=== Entries supplied ===
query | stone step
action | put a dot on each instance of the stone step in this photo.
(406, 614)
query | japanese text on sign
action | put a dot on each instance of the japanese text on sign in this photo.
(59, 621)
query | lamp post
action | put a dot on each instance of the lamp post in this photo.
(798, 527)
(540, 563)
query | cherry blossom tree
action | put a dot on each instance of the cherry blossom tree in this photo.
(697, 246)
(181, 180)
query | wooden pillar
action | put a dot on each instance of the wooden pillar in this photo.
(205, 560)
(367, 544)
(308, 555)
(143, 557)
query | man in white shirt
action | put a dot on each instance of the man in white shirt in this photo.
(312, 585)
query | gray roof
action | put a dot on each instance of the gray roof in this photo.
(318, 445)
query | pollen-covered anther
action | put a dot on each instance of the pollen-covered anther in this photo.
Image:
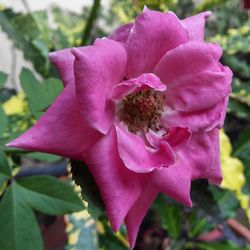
(142, 110)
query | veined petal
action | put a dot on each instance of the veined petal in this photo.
(153, 34)
(63, 61)
(121, 34)
(138, 211)
(192, 71)
(119, 187)
(96, 71)
(60, 130)
(174, 181)
(204, 120)
(215, 173)
(178, 137)
(142, 82)
(195, 25)
(140, 158)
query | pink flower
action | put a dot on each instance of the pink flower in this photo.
(143, 109)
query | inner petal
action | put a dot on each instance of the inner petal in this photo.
(141, 111)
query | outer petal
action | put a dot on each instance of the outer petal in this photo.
(192, 72)
(174, 181)
(63, 61)
(137, 213)
(216, 174)
(97, 70)
(202, 155)
(119, 187)
(140, 158)
(121, 34)
(153, 34)
(195, 25)
(204, 120)
(60, 130)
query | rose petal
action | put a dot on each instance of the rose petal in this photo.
(195, 25)
(174, 181)
(119, 187)
(63, 61)
(121, 34)
(178, 137)
(60, 130)
(192, 72)
(204, 120)
(153, 34)
(97, 70)
(138, 157)
(137, 213)
(215, 170)
(144, 81)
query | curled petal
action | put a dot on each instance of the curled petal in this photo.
(53, 132)
(195, 25)
(177, 137)
(144, 81)
(138, 157)
(119, 187)
(204, 120)
(174, 181)
(96, 71)
(138, 211)
(202, 155)
(215, 173)
(121, 34)
(63, 61)
(153, 34)
(192, 71)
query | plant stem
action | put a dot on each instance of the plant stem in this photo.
(91, 20)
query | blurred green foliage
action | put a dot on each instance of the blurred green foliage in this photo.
(167, 222)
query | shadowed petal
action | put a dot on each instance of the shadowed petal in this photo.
(119, 187)
(192, 71)
(63, 61)
(195, 25)
(216, 174)
(121, 34)
(204, 120)
(60, 130)
(97, 70)
(140, 158)
(142, 82)
(202, 155)
(153, 34)
(174, 181)
(137, 213)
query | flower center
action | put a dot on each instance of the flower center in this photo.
(142, 110)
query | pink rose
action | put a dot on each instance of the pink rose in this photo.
(143, 109)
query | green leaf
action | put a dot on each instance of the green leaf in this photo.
(227, 245)
(109, 240)
(171, 216)
(83, 230)
(3, 78)
(3, 120)
(5, 170)
(43, 157)
(40, 95)
(19, 229)
(50, 195)
(226, 201)
(90, 192)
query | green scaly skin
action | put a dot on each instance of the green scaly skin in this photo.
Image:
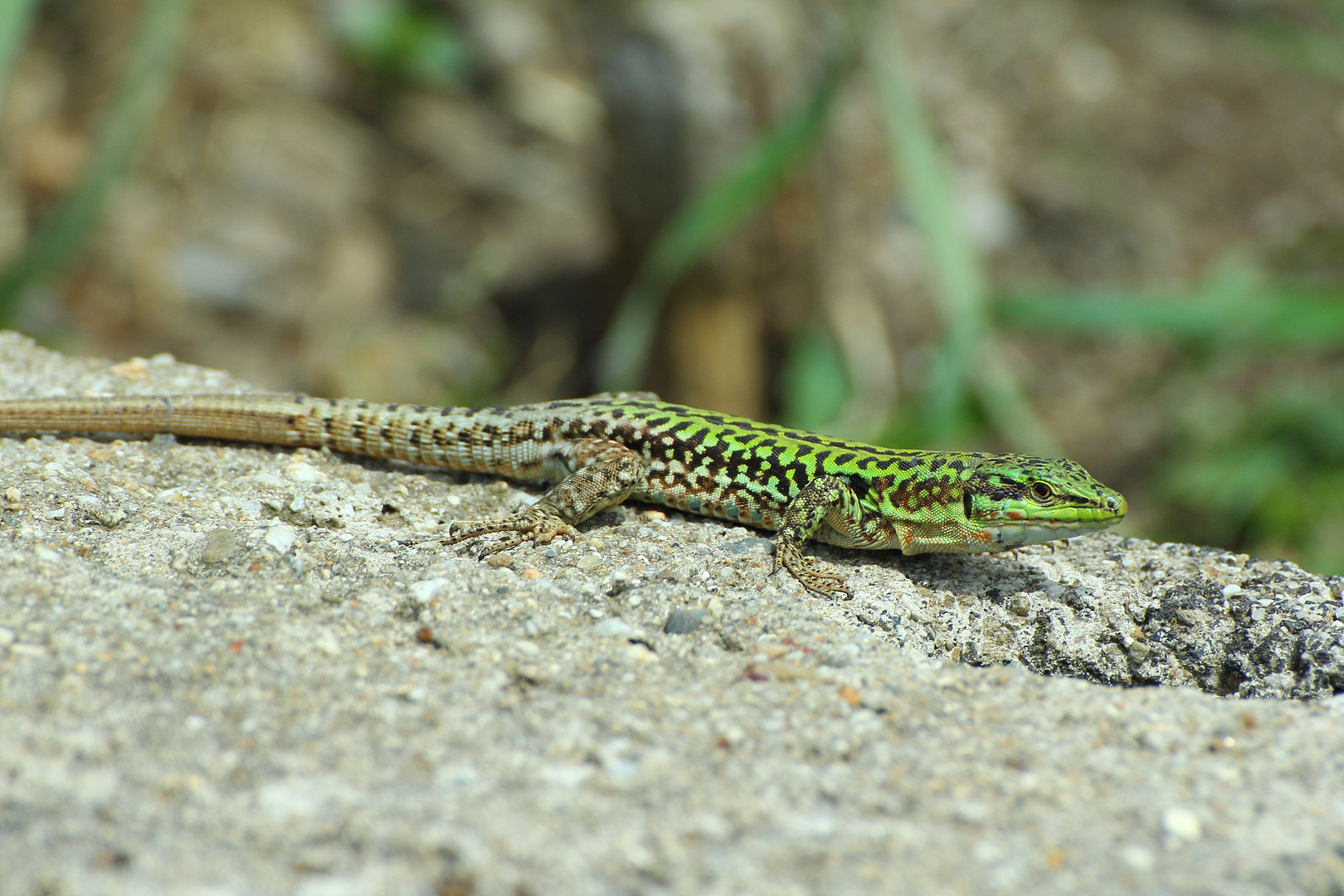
(609, 448)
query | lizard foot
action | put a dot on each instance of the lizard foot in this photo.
(527, 527)
(821, 582)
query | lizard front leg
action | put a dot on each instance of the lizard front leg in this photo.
(825, 500)
(604, 475)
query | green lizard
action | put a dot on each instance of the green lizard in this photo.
(605, 449)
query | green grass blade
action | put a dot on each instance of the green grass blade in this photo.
(15, 21)
(702, 223)
(968, 355)
(65, 231)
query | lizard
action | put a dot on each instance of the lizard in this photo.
(605, 449)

=== Written problem ===
Add 83 to every coordinate in the part of the data that opens with the line containing "query | lizard front leg" and runs through the end of the data, then write out every line of that part, with only the coordinates changed.

=== Written response ===
query | lizard front leg
action | put a dot on each instance of the lizard front leg in this photo.
(908, 583)
(687, 558)
query | green lizard
action | put a dot on each instance of the green lizard in this photo.
(688, 532)
query | green grass blade
action | put a dot on each instance of the green grass blade in this photo.
(98, 104)
(785, 306)
(1051, 438)
(148, 314)
query | lizard
action | put a dot on each instance of the lizard in this photo.
(688, 532)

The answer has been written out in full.